However, it was expected to be a year of improvement in the second half, meaning many industrial stocks were hoping to end the year with good momentum going into 2021. Hopes were high that a natural cycle of replacement demand would kick off across the industrial sector coupled with ongoing strength in the commercial aerospace, construction, life sciences, and food and beverage sectors.

Meanwhile, semiconductors were showing signs of cyclical improvement, and the stabilization in commodity prices was supposed to induce oil and gas and mining companies to be less tentative in continuing to increase capital spending. In addition, the automotive sector looked likely to stabilize after a couple of difficult years.

Upside potential was there

There were also a few known unknowns that could serve as positive catalysts in 2020. First, an easing of the trade conflict would reduce tariff costs and ease some supply chain issues that manufacturers faced with sourcing products from China. Second, the return to service of the Boeing 737 MAX would boost aerospace growth and ripple through the industry. Third, the chart below shows how growth in the manufacturing sector -- measured here by the Institute for Supply Management purchasing managers index, where a reading above 50 indicates growth in the industrial economy -- doesn't tend to decouple from the overall economy for too long.

__Task A__: Condense the paragraph of the industrial outlook text beginning "Meanwhile, semiconductors were showing" into a brief bulleted list that keeps its main facts.
__Task B__: Output the portion of the industrial outlook text from "However, it was" up to and including "and beverage sectors.", word for word.

__Listed records__:
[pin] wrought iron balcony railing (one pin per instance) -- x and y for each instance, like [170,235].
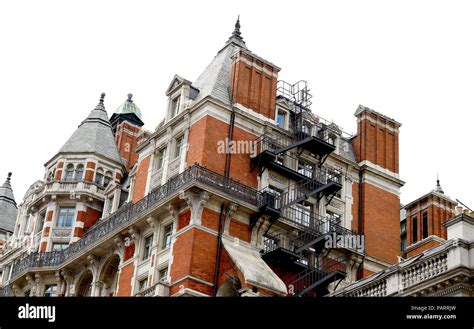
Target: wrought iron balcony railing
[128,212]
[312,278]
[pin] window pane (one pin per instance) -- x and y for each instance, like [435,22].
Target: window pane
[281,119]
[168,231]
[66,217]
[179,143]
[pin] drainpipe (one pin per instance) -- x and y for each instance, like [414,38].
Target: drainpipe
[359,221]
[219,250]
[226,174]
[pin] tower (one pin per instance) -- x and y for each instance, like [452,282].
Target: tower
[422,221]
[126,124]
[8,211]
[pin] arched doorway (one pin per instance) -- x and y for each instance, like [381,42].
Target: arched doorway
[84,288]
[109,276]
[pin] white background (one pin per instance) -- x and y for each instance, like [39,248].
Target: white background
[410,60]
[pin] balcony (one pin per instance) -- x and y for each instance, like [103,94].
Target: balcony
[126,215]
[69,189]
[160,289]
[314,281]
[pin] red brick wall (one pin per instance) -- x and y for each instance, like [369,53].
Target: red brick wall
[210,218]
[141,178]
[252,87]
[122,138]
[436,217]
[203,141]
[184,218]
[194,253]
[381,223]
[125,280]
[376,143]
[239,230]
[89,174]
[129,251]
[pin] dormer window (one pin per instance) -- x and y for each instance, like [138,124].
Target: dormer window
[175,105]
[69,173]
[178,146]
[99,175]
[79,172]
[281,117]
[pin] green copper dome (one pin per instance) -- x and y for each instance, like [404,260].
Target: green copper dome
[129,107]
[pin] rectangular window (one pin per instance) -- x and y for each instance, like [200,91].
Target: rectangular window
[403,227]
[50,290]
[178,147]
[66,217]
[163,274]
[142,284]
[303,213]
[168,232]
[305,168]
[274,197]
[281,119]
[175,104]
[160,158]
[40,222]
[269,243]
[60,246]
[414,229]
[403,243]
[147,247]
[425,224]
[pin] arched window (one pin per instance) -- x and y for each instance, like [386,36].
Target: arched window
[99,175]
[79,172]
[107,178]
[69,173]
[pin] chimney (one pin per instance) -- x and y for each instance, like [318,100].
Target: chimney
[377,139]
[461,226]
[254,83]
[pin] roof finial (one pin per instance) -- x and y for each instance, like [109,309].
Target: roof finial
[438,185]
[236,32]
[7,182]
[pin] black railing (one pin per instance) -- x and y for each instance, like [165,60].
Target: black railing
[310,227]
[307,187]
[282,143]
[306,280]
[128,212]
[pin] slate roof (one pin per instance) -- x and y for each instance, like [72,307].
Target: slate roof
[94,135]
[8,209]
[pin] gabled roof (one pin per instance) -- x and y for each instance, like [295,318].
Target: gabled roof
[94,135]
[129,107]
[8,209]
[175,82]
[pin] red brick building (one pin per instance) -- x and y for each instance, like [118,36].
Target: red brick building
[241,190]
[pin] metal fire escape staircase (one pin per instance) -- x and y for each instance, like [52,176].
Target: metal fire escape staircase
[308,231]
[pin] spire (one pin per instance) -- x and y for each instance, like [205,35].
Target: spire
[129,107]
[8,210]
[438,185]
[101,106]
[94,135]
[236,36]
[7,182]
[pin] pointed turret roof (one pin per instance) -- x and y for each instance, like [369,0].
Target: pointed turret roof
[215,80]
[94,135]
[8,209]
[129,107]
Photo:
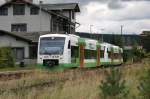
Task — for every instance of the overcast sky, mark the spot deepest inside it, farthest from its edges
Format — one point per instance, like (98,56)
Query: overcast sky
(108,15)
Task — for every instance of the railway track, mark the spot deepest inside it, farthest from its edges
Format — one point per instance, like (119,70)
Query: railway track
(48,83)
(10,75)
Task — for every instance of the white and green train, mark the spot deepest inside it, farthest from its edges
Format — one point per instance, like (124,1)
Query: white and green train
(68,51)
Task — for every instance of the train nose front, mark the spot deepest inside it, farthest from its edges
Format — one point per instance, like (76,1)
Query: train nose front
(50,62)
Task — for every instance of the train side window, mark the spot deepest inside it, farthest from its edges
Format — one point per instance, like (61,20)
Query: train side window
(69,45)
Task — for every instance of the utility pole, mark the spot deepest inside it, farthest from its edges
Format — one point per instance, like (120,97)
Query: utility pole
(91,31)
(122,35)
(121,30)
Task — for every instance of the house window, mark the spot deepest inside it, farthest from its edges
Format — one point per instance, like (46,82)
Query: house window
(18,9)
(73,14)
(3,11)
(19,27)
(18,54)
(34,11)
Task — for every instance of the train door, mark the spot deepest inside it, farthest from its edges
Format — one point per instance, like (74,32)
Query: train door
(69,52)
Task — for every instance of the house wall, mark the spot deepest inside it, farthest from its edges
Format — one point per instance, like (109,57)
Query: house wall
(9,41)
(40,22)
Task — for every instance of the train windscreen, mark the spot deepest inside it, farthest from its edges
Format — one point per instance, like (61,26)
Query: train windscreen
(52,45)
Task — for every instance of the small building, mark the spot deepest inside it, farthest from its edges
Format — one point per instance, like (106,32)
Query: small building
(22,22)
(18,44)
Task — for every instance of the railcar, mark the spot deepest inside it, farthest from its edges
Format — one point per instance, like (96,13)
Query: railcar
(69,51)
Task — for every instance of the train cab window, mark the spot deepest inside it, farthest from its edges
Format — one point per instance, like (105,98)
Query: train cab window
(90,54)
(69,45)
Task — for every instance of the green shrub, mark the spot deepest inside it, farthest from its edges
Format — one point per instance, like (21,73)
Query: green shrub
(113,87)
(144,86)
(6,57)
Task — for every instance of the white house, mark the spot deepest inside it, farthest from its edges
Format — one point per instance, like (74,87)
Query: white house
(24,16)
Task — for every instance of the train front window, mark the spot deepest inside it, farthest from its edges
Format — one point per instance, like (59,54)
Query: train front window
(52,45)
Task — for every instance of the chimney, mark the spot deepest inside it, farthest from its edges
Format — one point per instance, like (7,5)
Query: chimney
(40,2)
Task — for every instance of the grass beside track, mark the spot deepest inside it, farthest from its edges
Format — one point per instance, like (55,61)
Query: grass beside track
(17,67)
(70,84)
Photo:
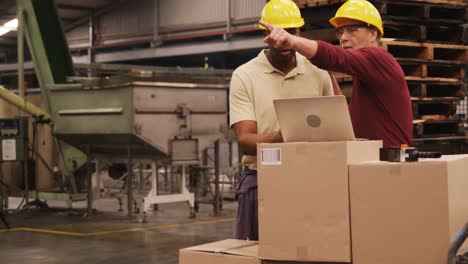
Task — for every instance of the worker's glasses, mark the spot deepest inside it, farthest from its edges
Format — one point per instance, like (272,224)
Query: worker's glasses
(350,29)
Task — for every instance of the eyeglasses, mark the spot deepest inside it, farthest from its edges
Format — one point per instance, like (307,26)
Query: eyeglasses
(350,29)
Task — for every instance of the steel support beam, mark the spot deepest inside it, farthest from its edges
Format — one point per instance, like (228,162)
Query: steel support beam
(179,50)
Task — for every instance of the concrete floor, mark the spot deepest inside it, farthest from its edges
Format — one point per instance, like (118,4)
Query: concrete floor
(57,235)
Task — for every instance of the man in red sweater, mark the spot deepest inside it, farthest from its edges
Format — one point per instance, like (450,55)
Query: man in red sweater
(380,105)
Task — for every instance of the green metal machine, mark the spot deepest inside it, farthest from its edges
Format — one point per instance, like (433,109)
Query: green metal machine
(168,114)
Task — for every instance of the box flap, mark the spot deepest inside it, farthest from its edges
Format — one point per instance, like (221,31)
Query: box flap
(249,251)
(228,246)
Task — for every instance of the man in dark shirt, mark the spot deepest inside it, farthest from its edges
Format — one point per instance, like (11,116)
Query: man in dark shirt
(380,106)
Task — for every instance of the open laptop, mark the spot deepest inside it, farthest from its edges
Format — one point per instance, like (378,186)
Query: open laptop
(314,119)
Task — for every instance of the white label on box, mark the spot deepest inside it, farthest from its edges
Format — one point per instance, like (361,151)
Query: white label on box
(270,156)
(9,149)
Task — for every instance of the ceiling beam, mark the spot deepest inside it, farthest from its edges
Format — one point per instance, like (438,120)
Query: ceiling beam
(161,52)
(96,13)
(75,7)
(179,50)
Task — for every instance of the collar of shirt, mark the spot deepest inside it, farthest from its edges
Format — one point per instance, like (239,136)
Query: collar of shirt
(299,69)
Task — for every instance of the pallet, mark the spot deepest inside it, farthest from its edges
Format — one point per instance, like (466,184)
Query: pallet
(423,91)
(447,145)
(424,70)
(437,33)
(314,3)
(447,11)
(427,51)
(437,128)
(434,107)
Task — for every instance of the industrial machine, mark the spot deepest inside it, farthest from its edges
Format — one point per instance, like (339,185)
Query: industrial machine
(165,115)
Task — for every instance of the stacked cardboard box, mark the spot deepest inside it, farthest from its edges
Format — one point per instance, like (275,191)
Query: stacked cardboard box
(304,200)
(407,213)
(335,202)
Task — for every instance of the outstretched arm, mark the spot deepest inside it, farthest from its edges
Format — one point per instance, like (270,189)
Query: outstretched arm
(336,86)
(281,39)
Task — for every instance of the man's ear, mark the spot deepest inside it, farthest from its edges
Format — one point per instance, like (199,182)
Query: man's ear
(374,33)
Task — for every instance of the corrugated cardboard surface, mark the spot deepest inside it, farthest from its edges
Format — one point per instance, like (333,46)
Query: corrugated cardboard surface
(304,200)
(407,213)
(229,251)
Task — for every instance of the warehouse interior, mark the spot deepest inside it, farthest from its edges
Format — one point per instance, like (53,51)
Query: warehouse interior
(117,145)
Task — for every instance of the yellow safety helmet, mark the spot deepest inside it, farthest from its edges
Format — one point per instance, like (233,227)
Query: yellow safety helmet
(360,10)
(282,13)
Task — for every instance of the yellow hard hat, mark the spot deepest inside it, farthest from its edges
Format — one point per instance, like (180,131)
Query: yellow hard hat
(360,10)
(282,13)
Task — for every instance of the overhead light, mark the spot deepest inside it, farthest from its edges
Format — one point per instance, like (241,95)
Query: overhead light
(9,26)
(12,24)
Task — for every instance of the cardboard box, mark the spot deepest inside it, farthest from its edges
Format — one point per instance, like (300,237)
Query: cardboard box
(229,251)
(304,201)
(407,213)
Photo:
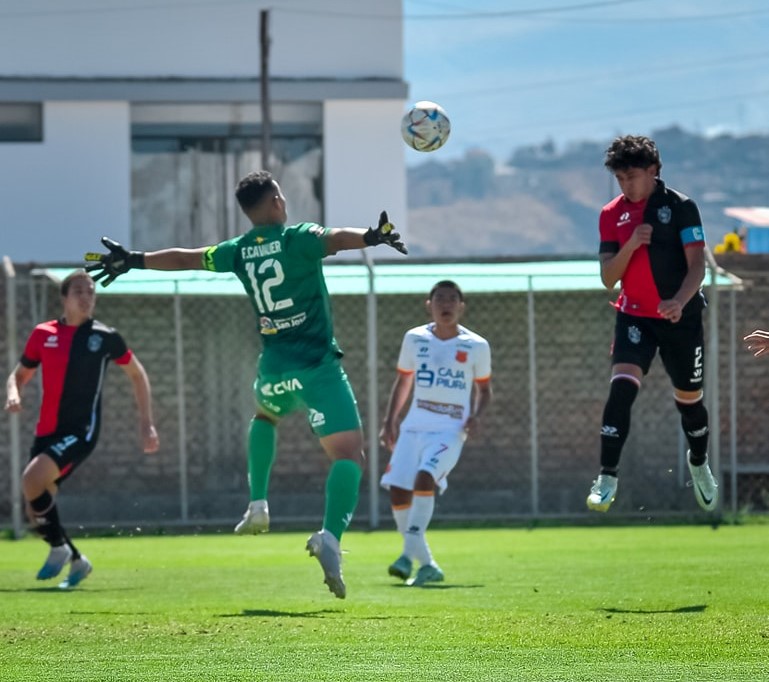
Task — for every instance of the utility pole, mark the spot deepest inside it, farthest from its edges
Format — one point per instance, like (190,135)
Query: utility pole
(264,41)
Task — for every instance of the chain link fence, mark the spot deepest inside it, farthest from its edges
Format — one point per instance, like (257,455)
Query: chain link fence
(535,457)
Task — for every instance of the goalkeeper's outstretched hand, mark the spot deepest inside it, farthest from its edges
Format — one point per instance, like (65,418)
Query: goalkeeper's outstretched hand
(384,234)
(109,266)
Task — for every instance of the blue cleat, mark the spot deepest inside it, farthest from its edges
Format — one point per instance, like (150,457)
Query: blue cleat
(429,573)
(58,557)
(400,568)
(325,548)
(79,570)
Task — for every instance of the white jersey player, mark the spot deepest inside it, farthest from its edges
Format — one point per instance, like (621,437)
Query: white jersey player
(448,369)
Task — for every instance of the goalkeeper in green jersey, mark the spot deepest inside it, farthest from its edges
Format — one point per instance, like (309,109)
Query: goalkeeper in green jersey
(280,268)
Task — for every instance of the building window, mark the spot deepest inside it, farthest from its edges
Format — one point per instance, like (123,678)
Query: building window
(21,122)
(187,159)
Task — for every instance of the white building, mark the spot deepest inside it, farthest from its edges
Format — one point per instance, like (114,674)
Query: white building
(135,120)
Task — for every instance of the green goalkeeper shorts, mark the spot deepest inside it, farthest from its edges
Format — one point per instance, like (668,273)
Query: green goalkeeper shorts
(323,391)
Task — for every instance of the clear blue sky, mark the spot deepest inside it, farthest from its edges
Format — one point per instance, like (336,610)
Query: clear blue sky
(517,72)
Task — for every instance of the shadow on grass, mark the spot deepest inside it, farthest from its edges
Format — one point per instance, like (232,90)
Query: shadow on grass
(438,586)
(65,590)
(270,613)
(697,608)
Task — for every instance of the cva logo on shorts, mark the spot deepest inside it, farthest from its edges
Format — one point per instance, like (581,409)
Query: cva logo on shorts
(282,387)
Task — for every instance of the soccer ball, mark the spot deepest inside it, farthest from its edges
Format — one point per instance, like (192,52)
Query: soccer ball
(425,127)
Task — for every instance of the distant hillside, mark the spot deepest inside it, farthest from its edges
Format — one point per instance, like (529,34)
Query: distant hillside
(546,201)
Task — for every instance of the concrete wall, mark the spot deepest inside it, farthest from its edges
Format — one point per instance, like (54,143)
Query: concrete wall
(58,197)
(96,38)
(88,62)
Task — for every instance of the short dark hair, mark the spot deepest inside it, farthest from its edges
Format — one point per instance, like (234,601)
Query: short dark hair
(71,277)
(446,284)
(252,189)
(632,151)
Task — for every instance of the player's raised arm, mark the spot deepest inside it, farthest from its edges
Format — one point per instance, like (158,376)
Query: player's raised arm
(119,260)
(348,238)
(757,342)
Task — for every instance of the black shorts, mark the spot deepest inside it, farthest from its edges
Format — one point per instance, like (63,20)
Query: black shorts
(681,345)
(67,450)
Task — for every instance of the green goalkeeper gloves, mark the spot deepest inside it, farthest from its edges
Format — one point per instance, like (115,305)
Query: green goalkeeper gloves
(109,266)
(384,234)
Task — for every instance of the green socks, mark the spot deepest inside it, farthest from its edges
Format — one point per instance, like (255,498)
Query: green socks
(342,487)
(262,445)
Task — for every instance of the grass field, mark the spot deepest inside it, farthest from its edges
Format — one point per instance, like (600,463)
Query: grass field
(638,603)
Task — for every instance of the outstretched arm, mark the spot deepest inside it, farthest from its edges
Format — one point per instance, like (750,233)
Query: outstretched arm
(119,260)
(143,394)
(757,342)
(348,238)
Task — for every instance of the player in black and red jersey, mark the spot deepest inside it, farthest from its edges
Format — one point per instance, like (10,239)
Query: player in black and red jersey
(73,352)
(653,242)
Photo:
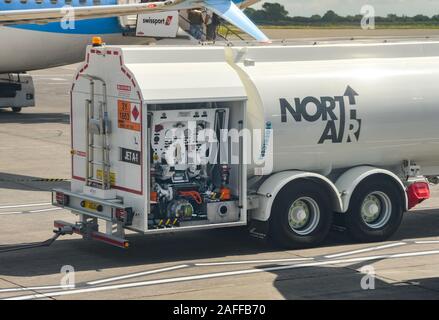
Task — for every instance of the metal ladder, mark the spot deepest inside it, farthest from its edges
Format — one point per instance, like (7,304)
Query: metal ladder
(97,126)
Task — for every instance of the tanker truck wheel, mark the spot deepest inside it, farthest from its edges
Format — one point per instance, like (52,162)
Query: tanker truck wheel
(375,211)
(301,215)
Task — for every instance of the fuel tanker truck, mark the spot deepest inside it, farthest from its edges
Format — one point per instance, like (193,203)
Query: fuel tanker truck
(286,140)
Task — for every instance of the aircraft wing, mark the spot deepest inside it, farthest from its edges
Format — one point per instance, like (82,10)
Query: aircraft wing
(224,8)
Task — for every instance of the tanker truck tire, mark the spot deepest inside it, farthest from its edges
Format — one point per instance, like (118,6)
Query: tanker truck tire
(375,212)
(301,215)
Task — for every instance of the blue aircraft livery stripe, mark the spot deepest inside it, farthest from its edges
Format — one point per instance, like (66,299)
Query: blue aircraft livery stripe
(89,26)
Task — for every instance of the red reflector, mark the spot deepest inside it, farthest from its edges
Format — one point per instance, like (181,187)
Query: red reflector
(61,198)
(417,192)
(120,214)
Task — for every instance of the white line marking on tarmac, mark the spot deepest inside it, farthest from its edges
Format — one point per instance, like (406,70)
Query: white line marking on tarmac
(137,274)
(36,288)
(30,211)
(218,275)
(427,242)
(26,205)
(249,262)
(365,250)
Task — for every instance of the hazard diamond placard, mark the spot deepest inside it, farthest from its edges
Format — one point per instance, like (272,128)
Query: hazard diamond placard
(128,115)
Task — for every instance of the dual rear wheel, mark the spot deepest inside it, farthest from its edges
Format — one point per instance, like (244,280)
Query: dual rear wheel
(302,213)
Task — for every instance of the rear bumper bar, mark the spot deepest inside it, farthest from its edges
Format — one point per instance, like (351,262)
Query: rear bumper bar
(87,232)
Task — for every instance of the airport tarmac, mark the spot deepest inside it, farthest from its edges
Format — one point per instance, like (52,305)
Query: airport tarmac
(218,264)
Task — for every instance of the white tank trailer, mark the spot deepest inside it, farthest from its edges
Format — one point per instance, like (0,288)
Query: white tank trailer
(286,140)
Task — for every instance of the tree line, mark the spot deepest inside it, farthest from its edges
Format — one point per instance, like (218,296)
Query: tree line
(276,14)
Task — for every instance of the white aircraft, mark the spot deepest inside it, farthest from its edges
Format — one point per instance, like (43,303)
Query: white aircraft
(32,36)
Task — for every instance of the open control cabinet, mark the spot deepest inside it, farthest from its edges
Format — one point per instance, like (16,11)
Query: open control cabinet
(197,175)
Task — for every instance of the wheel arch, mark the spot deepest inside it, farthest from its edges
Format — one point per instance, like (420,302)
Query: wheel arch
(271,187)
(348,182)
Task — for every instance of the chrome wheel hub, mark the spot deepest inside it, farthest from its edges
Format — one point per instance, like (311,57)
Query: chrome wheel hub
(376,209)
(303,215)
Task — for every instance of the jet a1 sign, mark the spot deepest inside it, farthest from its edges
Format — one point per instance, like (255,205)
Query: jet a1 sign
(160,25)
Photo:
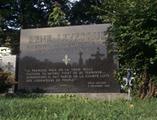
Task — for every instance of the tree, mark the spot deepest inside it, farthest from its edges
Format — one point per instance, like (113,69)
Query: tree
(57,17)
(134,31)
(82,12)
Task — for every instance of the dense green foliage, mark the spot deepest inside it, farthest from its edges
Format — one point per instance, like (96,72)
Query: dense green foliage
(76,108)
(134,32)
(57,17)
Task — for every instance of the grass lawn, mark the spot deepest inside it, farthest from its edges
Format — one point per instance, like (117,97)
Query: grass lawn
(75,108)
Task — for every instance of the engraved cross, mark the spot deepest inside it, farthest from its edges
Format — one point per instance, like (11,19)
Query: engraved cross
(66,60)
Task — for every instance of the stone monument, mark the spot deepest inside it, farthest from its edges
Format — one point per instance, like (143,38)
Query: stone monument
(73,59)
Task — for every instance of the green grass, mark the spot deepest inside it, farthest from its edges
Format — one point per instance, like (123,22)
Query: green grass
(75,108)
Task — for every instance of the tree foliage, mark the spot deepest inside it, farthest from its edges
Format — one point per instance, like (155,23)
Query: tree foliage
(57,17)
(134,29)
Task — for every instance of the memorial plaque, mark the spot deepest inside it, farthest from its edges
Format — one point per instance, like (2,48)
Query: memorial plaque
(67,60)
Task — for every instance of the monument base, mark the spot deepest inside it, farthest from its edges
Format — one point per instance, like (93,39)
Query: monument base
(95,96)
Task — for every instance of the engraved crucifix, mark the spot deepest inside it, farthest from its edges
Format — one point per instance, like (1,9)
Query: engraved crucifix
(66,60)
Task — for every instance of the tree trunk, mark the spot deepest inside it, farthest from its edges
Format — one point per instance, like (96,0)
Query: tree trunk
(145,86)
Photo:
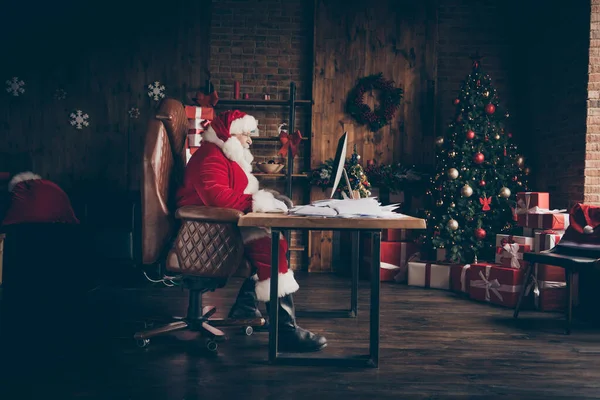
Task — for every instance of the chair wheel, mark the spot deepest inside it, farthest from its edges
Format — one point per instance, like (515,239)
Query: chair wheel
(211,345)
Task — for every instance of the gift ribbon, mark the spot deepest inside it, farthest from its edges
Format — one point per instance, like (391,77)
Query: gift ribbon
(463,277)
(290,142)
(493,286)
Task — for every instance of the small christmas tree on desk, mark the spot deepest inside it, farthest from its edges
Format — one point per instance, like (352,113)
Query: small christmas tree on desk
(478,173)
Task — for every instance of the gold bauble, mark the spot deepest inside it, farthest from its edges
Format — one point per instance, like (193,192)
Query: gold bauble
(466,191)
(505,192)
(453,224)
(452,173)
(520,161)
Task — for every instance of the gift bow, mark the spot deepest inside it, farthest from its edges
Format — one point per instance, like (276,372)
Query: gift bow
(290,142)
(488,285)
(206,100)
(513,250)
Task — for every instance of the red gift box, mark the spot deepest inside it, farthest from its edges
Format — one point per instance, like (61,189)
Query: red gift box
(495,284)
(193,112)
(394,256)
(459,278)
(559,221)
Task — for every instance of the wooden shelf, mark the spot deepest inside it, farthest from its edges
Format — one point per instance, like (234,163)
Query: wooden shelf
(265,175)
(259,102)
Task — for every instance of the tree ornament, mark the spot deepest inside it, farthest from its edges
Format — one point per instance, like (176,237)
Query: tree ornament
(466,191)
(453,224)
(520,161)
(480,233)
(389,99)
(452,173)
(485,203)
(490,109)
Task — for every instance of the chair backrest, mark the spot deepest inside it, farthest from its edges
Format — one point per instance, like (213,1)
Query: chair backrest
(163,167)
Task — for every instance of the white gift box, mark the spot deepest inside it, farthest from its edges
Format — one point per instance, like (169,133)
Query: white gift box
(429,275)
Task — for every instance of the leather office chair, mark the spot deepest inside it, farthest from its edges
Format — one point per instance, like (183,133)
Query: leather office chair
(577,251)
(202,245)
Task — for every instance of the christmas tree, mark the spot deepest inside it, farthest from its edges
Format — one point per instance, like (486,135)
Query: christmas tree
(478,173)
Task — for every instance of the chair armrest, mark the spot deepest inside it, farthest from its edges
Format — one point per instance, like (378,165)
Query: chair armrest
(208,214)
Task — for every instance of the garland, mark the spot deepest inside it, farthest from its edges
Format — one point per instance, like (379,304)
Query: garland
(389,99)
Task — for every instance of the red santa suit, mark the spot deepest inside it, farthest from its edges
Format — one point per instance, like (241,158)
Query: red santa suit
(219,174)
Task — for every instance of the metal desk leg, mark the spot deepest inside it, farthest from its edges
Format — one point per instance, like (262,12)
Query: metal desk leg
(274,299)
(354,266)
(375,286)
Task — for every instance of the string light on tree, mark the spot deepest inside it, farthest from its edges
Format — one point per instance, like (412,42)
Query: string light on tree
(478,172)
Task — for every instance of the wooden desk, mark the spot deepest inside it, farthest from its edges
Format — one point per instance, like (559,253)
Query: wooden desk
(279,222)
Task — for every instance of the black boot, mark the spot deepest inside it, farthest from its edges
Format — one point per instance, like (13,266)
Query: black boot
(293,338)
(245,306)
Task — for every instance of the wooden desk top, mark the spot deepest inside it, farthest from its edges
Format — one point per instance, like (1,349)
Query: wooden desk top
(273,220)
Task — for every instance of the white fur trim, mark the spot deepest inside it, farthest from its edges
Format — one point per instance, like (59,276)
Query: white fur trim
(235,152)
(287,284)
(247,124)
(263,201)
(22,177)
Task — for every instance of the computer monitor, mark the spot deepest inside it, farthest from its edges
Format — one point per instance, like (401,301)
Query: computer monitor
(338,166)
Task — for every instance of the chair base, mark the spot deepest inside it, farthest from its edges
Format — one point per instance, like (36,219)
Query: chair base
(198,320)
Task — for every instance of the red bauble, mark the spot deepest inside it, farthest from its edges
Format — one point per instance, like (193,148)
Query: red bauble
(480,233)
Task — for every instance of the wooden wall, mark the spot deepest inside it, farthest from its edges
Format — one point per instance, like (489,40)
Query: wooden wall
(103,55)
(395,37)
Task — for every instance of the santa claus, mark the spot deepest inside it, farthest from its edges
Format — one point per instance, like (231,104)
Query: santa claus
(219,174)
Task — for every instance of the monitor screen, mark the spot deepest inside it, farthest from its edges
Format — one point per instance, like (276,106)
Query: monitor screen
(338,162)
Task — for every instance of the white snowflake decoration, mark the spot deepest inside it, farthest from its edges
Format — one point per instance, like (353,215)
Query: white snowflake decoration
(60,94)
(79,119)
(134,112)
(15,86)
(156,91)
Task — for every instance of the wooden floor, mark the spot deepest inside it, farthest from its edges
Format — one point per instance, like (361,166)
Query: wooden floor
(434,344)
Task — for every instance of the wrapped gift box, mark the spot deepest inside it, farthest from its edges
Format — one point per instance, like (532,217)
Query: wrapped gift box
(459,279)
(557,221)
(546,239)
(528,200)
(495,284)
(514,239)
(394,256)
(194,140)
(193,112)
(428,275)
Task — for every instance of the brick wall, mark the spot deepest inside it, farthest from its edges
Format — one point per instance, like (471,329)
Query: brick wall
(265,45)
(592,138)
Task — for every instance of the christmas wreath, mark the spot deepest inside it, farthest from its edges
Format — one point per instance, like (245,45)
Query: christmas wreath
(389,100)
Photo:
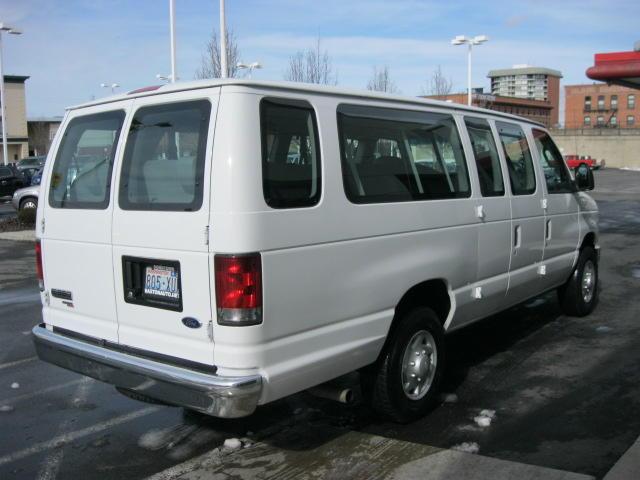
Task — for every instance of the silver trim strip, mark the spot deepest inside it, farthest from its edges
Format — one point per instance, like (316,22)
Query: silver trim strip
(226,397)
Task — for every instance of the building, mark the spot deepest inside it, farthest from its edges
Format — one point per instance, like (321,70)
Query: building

__Written answer A__:
- Semiconductors showed signs of cyclical improvement.
- Stabilizing commodity prices were expected to make oil and gas and mining companies less tentative about increasing capital spending.
- The automotive sector looked likely to stabilize after a couple of difficult years.

__Written answer B__:
However, it was expected to be a year of improvement in the second half, meaning many industrial stocks were hoping to end the year with good momentum going into 2021. Hopes were high that a natural cycle of replacement demand would kick off across the industrial sector coupled with ongoing strength in the commercial aerospace, construction, life sciences, and food and beverage sectors.